THE INPUT:
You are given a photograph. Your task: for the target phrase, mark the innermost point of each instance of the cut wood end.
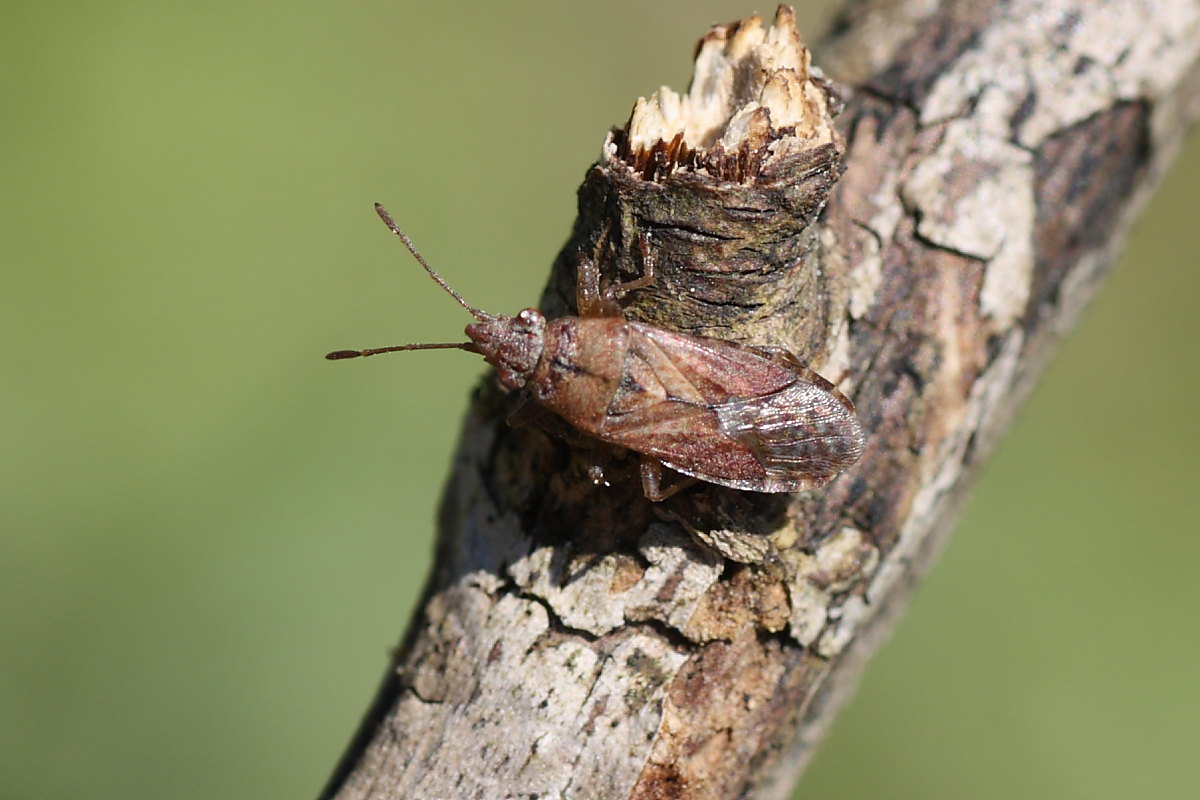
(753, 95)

...

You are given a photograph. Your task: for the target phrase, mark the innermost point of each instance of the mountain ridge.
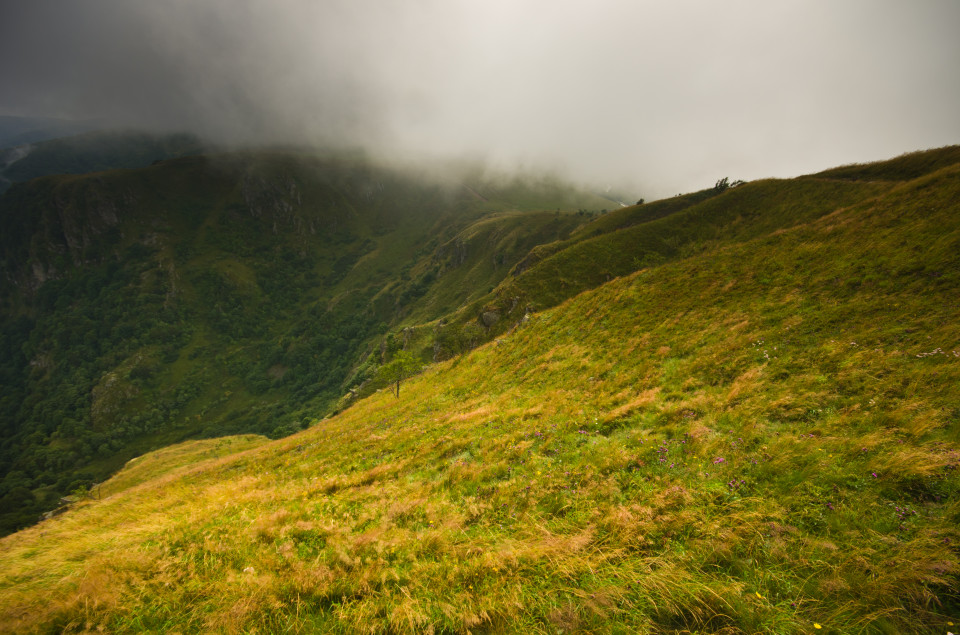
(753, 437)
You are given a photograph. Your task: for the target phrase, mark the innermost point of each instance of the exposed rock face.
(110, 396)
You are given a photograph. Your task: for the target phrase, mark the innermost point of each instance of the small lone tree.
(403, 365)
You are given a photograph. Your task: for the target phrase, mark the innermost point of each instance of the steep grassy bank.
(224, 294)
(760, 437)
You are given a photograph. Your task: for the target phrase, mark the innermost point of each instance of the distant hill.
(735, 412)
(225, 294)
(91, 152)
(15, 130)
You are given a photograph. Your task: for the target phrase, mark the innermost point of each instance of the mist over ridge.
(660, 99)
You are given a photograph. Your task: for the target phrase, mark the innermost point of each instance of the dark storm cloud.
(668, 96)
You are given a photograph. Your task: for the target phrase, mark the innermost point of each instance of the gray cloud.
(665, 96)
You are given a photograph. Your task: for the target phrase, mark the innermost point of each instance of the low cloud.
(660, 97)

--

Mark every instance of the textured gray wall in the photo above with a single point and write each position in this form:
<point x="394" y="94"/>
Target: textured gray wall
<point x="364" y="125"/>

TASK TO CARRY OUT:
Show each line of the rows above that contains the word "textured", copying every such line in full.

RESPONSE:
Mark every instance of the textured gray wall in the photo above with a single point and write each position in this form:
Target: textured gray wall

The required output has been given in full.